Segment Start: Study text

Courtesy of JTA Temple Emanuel in Pueblo, Colo., was targeted in a bombing plot, according to court documents.

Courtesy of JTA

Temple Emanuel in Pueblo, Colo., was targeted in a bombing plot, according to court documents. 


(JTA) — A white supremacist has been arrested for plotting to blow up a synagogue in Colorado.

Richard Holzer, 27, was charged for planning to attack Temple Emanuel, a congregation in Pueblo of 35 families whose building dates to 1900.

According to an affidavit describing the charges, Holzer is a self-described “skinhead” and former Ku Klux Klan member who has used Facebook to “promote white supremacy ideology and acts of violence.”

The affidavit describes weeks of undercover work by the FBI leading to Holzer’s arrest Nov. 1, beginning with an undercover agent making first contact with Holzer online in September. Holzer told the agent he was preparing for a “RAHOWA,” or racial holy war.

In mid-October, Holzer met for the first time with FBI agents posing as white supremacists and discussed his plan to blow up the synagogue. He also gave them white supremacist paraphernalia, including a flag, patches and a mask.

Segment End: Study text

## What the task requires:
According to the news report, how many families make up the Temple Emanuel congregation in Pueblo? These items were taken from a separate source.

Segment Start: Information shown

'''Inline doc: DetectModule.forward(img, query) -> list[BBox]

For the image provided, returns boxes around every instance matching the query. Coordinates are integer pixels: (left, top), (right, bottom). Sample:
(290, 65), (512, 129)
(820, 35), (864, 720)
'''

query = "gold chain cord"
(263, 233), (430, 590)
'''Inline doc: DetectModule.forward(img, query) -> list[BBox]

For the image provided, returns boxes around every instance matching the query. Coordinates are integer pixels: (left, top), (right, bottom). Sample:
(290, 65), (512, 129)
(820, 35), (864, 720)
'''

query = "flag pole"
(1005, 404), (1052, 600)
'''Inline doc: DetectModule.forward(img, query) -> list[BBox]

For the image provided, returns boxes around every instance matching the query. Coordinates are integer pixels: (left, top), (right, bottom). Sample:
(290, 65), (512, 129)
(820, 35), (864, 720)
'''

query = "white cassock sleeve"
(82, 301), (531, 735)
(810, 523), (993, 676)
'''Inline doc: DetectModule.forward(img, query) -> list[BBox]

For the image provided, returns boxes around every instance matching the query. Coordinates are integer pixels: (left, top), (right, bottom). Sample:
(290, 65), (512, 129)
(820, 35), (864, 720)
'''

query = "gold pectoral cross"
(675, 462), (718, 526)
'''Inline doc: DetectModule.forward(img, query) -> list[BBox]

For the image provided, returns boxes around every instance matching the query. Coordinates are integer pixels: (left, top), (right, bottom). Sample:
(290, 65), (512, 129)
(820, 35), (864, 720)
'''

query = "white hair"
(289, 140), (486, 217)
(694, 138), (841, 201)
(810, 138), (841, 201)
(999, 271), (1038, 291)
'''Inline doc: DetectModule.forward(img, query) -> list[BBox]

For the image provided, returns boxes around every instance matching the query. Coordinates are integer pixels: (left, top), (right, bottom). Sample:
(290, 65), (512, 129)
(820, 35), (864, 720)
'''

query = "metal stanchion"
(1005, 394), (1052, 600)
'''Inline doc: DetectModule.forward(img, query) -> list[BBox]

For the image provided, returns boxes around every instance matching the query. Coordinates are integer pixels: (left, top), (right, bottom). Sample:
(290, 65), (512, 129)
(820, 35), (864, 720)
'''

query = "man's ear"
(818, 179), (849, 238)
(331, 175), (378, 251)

Segment End: Information shown

## Exercise response:
35 families